Extract provided:
────────────────────────────────────────

The reaction to the analysis has been a little strange. I read the meta-analysis as broadly supportive of the existence of the effect, more details on that below. To the extent I have some personal attachment to the finding, which I admit, I felt good about it.
But to my surprise, the reaction on Twitter sounded as though they had disconfirmed the finding. I think the first tweet I saw was this one....
Boy did he get it wrong, I thought, and (as I end up regretting every time) shot off a reply:@StuartJRitchie Turkheimer's GxSES study is always cited even though it's an extreme outlier in literature, as shown in recent meta-analysis— Timofey Pnin (@pnin1957) December 7, 2015
To my surprise, Tim Bates said in fact, they were right....@pnin1957 @StuartJRitchie @tuckerdrob @timothycbates Hey authors of said meta-analysis-- would you say this statement is true?— Eric Turkheimer (@ent3c) December 14, 2015
@StuartJRitchie Yes of course, answer all the comments. Nail Turkheimer (2003).
— James Thompson (@JamesPsychol) December 7, 2015
What was going on? Had I completely misread the paper?
It turns out that of this had started up in response to a more general blog post by Stuart Ritchie (I hope to find the time to comment on that whole argument), in which he described the effect size as an "outlier".
Upon further twittering, Stuart agreed that "extreme outlier" (by the other poster) was an overstatement, but still... what exactly did Tucker-Drob and Bates show? The effect size we reported in 2003 was indeed the largest in the meta-analysis, however:
1) It certainly wasn't an "extreme outlier" and other than being the largest wasn't an outlier at all. It was reasonably close to the high-side of the other estimates. Plus, TD&B performed a quantitative test of the null hypothesis that all US effect sizes were drawn from the same population, and failed to reject it.
2) Not only was the average effect size non-zero in the US, it remained non-zero if Turkheimer (2003), or even every study I have had anything to do with, was removed from the analysis.
3) Although the mean effect size was smaller than what we reported, but it was by no means trivial, in a p<.05 even though it's ridiculously tiny kind of way. The TD&B graph of the effect looks almost identical to what we reported, with a somewhat less dramatic y-axis. Still lots of variation in heritability across SES.
4) The whole process here, in which (quasi-, we weren't the first) discovery samples turn out to have unrealistically large sample sizes, is a perfectly normal part of science. One discovers things because they are big; after that, when everyone is looking for the effect, big or small, they shrink. The winner's curse. All one can hope as an early adopter of a finding is that it remains (a) significantly non-zero, and (b) substantively non-trivial, and the Scarr-Rowe interaction accomplished this, at least in the US.
5) The US vs. Europe part is interesting, but there is a perfectly reasonable environmental basis for speculation about why it would happen, which is that there is greater socioeconomic inequality in the US. Speculation, yes, but perfectly good fodder for future studies. The conclusion that it doesn't happen in Europe, by the way, is exactly what I have concluded in writing at least three times.
It doesn't seem to me that TD&B leaves much for everyone to be arguing about. The interaction happens, with moderate ES, in the US but not Europe. Period. Why exactly it happens is unknown. I have already confessed to the somewhat unscientific feeling of commitment I have to the effect. I think those on the other side, with more of a hereditarian bent than me, should be big enough to admit that they are actively rooting against it, because it threatens their global assumption that genes always predominate. In fact I think the best thing about the TD & B paper is how even-handed it is.

────────────────────────────────────────

Provided data:
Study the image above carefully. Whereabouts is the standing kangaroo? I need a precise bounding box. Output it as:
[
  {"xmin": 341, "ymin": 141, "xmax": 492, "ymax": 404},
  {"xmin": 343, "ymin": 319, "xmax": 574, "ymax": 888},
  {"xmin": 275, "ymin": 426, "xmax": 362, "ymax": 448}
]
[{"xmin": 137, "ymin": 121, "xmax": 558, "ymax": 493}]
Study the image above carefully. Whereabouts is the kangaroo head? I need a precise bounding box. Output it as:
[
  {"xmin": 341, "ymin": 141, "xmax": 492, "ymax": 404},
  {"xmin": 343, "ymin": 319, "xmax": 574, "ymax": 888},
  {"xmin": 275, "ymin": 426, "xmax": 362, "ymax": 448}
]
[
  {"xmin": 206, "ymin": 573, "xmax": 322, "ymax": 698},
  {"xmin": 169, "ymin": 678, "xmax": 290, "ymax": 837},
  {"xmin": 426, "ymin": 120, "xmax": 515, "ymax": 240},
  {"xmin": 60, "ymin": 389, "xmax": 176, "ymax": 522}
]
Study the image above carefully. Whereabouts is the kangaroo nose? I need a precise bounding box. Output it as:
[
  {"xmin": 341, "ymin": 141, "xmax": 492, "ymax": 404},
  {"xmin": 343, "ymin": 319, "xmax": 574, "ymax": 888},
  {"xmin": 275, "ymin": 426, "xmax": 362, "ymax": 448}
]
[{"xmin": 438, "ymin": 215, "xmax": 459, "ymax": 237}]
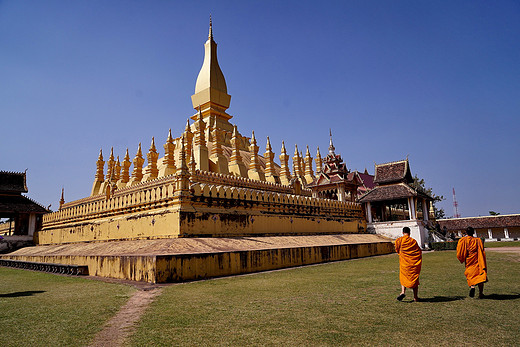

────────────────────────────────────────

Directions:
(1) Give the passage from the blog post again, starting with "5) The US vs." and going on through "least three times.", and switch "inequality" to "disparity".
(2) According to the blog post, what was the result when TD&B tested the null hypothesis that all US effect sizes were drawn from the same population?

Task-by-task outputs:
(1)
5) The US vs. Europe part is interesting, but there is a perfectly reasonable environmental basis for speculation about why it would happen, which is that there is greater socioeconomic disparity in the US. Speculation, yes, but perfectly good fodder for future studies. The conclusion that it doesn't happen in Europe, by the way, is exactly what I have concluded in writing at least three times.

(2) The test failed to reject the null hypothesis.